-- begin Excerpt --
Episode 2: Triggering Data

In this episode, you learn how to work with triggering data in g.Pype.

Note

This page is still under development. Until we have the step-by-step instructions ready, please refer to the code example below.

File example_basic_trigger.py – View file on GitHub

"""
Basic Trigger Example - Event-Related Potential (ERP) Analysis

This example demonstrates how to use the Trigger node to extract time-locked
signal segments around specific events. This is fundamental for analyzing
Event-Related Potentials (ERPs) in BCI applications, where brain responses
to stimuli or user actions are studied.

What this example shows:
- Generating continuous EEG-like signals with background noise
- Capturing keyboard events as experimental triggers
- Extracting signal epochs around trigger events (time-locked segments)
- Dual visualization: continuous signal + triggered epochs
- Real-time ERP analysis capabilities

Expected output:
When you run this example, you'll see two displays:
1. Time Series Scope: Continuous signal with real-time updates
2. Trigger Scope: Event-locked signal epochs overlaid for comparison

Interactive behavior:
- Press ↑ (Up) or → (Right) arrow keys to trigger epoch extraction
- Each key press extracts a 0.9-second epoch (0.2s pre + 0.7s post event)
- Epochs are averaged in the Trigger Scope
- Continuous signal keeps running in the Time Series Scope

Epoch configuration:
- Pre-trigger: 0.2 seconds (baseline period before event)
- Post-trigger: 0.7 seconds (response period after event)
- Target events: Up arrow (38) and Right arrow (39) key codes
- Total epoch length: 0.9 seconds per trigger

Real-world applications:
- P300 speller analysis (visual stimulus responses)
- Auditory ERP studies (sound stimulus processing)
- Visual evoked potential analysis (image/pattern responses)
-- end Excerpt --
§ Stated goal A
In the g.Pype trigger example, how long is the total epoch extracted for each trigger?
§ Stated goal B
Please pick up the g.Pype trigger example after its final line and continue writing it.
-- begin Dataset excerpt --
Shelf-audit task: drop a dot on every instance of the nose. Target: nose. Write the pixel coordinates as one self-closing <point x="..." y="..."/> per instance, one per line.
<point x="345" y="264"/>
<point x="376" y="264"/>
-- end Dataset excerpt --
§ Answer A
0.9 seconds.

§ Answer B
ERP analysis concepts:
- Time-locking: Aligning signals to specific event times
- Baseline correction: Using pre-trigger period for normalization
- Epoch averaging: Overlaying multiple trials for pattern detection
- Event-related changes: Identifying stimulus-response relationships

Technical details:
- Trigger node monitors event stream for target codes
- Automatic epoch extraction when target events detected
- Signal buffering ensures complete epoch capture
- Real-time display updates for immediate feedback

Usage:
    python example_basic_trigger.py
    Press Up or Right arrow keys to generate triggered epochs
    Observe epoch overlays in the Trigger Scope window

Note:
    This example forms the foundation for more advanced ERP analysis
    and BCI classification systems that rely on event-related signals.
"""
import gpype as gp

fs = 250  # Sampling frequency in Hz

if __name__ == "__main__":
    # Create the main application window
    app = gp.MainApp()

    # Create processing pipeline
    p = gp.Pipeline()

    # Generate continuous EEG-like signals with noise
    source = gp.Generator(
        sampling_rate=fs,
        channel_count=8,  # 8 EEG channels
        signal_frequency=10,  # 10 Hz alpha rhythm
        signal_amplitude=10,  # Signal strength
        signal_shape="sine",  # Clean sine waves
        noise_amplitude=10,
    )  # Background noise

    # Capture keyboard input as trigger events
    keyboard = gp.Keyboard()  # Arrow keys -> trigger codes

    # Trigger node for epoch extraction around events
    trigger = gp.Trigger(
        time_pre=0.2,  # 0.2s before trigger (baseline)
        time_post=0.7,  # 0.7s after trigger (response)
        target=[38, 39],
    )  # Up (38) and Right (39) keys

    # Specialized scope for displaying triggered epochs
    ep_scope = gp.TriggerScope(amplitude_limit=30)  # Overlaid epoch display

    # Standard scope for continuous signal monitoring
    ts_scope = gp.TimeSeriesScope(
        amplitude_limit=30, time_window=10  # Y-axis range
    )  # 10 seconds history

    # Connect the trigger analysis pipeline
    p.connect(source, trigger[gp.Constants.Defaults.PORT_IN])
    p.connect(keyboard, trigger[trigger.PORT_TRIGGER])
    p.connect(trigger, ep_scope)

    # Connect continuous monitoring pipeline
    p.connect(source, ts_scope)  # Continuous signal -> Time Series Scope

    # Add both visualization widgets to application
    app.add_widget(ep_scope)  # Epoch overlay display
    app.add_widget(ts_scope)  # Continuous signal display

    # Start ERP analysis system
    p.start()  # Begin processing (press Up/Right for epochs)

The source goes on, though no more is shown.